(Excerpts from point annotation data)
==================================================

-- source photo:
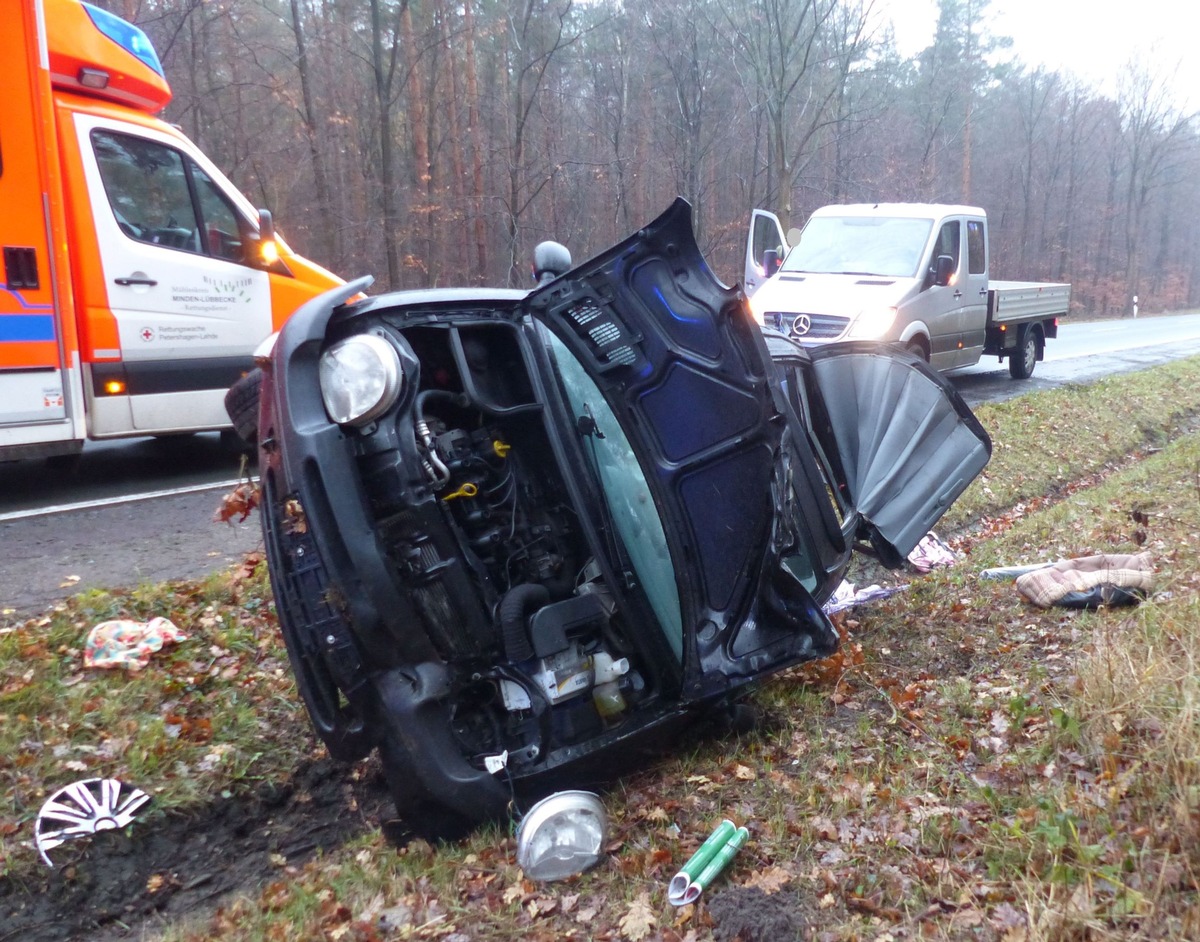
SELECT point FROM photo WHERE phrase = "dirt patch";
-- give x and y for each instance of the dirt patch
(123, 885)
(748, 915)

==================================================

Write out all of the data above word for word, leaving the pictures out.

Output for this exercise –
-- source photo:
SELECT point FROM photo WHERE phrase = "dirt patch";
-- give x and y for each instance of the dirt patch
(123, 885)
(748, 915)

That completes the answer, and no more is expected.